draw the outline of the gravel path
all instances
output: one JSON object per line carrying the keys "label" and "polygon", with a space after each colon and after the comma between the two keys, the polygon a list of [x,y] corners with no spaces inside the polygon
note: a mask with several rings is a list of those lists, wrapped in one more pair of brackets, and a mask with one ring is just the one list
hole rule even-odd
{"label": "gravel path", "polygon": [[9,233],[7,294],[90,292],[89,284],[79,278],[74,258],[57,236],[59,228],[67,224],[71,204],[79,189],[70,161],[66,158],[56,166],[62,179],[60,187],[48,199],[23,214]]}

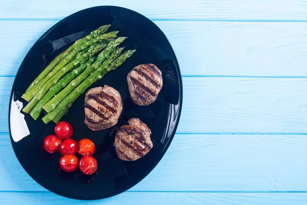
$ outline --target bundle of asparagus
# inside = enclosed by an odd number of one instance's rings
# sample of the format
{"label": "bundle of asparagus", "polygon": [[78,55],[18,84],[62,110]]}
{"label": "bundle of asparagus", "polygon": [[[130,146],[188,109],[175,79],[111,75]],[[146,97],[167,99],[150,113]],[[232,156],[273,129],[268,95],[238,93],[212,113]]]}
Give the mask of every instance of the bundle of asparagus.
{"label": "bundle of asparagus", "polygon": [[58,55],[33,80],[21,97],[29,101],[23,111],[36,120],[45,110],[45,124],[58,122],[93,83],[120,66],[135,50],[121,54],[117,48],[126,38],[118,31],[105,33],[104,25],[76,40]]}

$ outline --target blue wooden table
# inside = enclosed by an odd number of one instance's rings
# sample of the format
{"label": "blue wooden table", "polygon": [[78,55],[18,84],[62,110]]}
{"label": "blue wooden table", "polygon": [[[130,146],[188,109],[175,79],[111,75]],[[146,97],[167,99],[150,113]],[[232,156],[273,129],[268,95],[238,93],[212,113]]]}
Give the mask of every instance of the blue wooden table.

*****

▸ Task
Which lines in the items above contain the string "target"? List each of those lines in full.

▸ Response
$ outline --target bundle of asparagus
$ outline --target blue wooden table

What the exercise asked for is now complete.